- Tujuan a -
Menurut kutipan tentang menteri pendidikan di bawah, sudah berapa lama negeri ini merdeka?

---

Rabu, 30 Juli 2014

Menteri Pendidikan Yang Baru Harus Bisa Mendidik Moral!

      Sudah hampir 69 tahun negeri ini merdeka, namun nyatanya bangsa yang besar ini belum mampu mendidik anak bangsanya secara paripurna. Sistem pendidikan yang terus berubah-ubah seenak jidatnya, maupun para pendidiknya yang masih kurang terdidik untuk mendidik. Semakin getir rasanya saat sekolah sudah tak bisa lagi dipercaya seutuhnya untuk mendidik anak-anak kita, baik mendidik secara intelektual, moral, dan spiritual. Rasa-rasanya semakin jauh sekolah untuk bisa melakukan itu semua. Bahkan diperpahit dengan fakta-fakta sekolah menjadi tempat kekerasan seksual, kekerasan fisik, dan berbagai macam penyimpangan-penyimpangan moral.

---

- Tujuan b -
Sebutkan setiap baris dalam daftar di bawah yang memuat kata "gray".

---

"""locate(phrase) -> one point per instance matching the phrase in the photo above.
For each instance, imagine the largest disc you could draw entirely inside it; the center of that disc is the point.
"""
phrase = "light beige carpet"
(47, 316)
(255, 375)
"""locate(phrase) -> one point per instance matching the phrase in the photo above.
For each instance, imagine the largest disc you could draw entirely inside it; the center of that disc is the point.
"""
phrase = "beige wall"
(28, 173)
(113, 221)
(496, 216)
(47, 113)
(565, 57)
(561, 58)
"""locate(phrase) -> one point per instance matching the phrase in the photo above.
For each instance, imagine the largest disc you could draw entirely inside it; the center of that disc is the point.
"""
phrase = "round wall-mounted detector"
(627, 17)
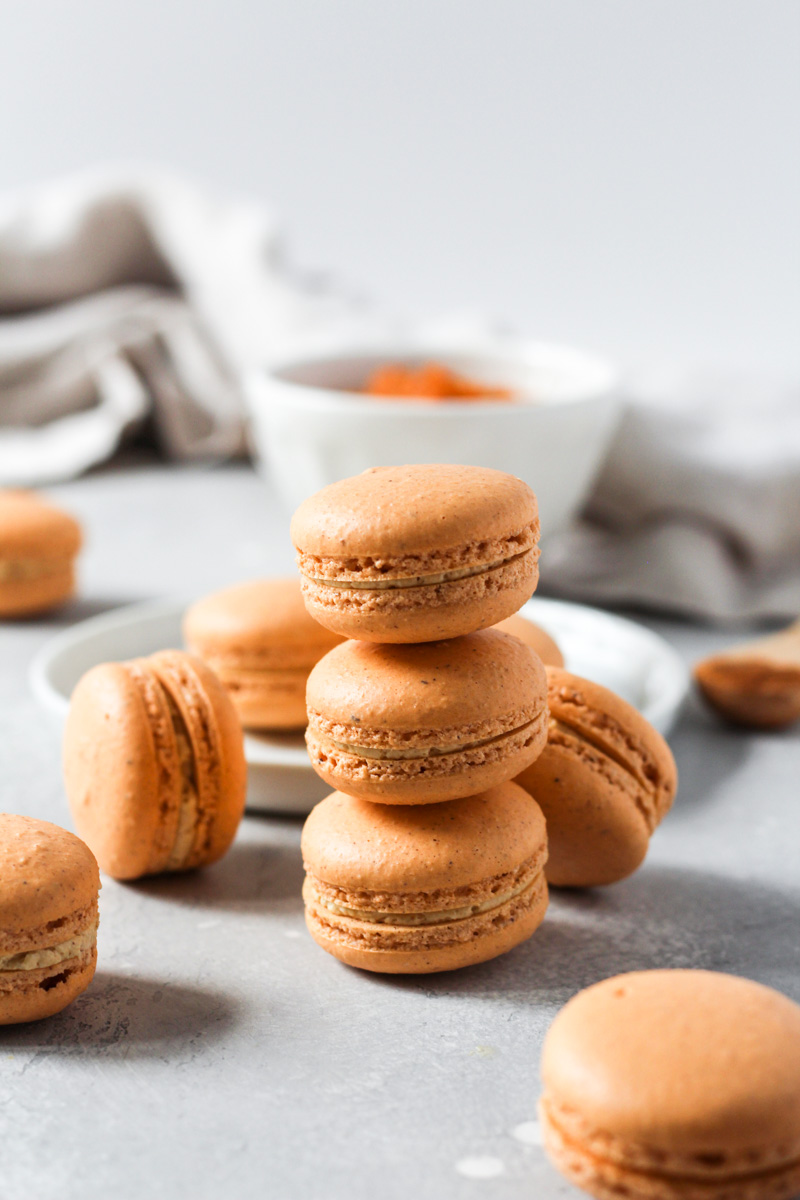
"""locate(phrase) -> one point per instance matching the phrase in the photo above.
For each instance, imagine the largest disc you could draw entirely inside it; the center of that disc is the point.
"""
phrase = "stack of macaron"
(427, 856)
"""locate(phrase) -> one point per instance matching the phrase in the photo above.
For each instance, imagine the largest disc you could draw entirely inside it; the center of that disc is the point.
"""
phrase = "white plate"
(631, 660)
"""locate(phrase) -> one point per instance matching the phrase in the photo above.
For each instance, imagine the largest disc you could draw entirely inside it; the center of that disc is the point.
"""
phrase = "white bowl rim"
(596, 378)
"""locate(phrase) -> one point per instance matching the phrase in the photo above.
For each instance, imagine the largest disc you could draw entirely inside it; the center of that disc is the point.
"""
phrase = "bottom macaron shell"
(495, 940)
(34, 995)
(447, 777)
(611, 1180)
(20, 598)
(595, 832)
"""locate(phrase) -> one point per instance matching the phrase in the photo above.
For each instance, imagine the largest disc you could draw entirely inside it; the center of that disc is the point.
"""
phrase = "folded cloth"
(697, 508)
(126, 293)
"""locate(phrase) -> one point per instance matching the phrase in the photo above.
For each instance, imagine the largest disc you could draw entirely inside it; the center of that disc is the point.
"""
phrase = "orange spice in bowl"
(432, 381)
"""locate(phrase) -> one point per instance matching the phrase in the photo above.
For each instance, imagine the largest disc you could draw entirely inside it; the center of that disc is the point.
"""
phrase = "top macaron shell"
(260, 641)
(47, 874)
(534, 636)
(417, 553)
(420, 724)
(689, 1063)
(38, 544)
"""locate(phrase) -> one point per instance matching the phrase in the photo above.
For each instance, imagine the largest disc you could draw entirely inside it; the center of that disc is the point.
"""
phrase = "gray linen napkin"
(127, 293)
(697, 508)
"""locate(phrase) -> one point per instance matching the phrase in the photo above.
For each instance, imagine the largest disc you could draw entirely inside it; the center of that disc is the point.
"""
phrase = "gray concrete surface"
(220, 1053)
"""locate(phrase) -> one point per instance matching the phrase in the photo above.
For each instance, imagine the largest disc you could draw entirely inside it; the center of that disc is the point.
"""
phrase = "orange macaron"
(428, 723)
(38, 546)
(48, 918)
(605, 780)
(417, 553)
(675, 1085)
(154, 765)
(425, 888)
(260, 642)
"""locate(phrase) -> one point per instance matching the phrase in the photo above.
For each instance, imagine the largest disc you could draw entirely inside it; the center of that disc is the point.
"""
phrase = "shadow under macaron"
(661, 917)
(122, 1017)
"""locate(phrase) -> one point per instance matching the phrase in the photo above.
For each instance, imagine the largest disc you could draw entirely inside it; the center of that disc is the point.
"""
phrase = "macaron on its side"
(38, 545)
(417, 553)
(425, 888)
(605, 781)
(260, 642)
(154, 765)
(534, 636)
(48, 918)
(675, 1085)
(420, 724)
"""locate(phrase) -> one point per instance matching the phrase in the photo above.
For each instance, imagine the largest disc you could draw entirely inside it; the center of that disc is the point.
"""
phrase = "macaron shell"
(411, 509)
(32, 528)
(216, 736)
(358, 845)
(434, 780)
(25, 597)
(595, 831)
(441, 958)
(262, 624)
(32, 1002)
(533, 636)
(608, 1180)
(425, 613)
(619, 731)
(686, 1062)
(114, 778)
(47, 875)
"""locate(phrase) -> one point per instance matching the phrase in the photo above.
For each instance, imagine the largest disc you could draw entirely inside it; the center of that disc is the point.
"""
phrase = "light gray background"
(617, 173)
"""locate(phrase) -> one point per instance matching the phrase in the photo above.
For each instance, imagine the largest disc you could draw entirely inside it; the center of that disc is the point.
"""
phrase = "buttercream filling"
(48, 957)
(419, 581)
(29, 568)
(188, 813)
(420, 751)
(425, 918)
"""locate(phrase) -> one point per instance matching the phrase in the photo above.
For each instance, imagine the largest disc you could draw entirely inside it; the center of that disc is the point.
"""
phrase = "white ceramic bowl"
(311, 427)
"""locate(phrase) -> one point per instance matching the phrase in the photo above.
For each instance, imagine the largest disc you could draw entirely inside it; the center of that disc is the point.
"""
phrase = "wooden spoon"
(757, 683)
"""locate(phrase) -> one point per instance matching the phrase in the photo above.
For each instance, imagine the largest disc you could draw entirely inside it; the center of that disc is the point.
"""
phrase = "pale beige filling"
(29, 568)
(425, 918)
(420, 751)
(32, 960)
(188, 814)
(416, 581)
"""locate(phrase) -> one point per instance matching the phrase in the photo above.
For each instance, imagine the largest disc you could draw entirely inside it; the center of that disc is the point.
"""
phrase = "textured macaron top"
(408, 519)
(356, 845)
(487, 678)
(685, 1062)
(46, 875)
(589, 714)
(32, 528)
(258, 624)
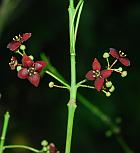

---

- Jawaban lengkap a -
Sudah hampir 69 tahun.

- Jawaban lengkap b -
phrase = "gray linen napkin"
phrase = "gray concrete surface"
phrase = "light gray background"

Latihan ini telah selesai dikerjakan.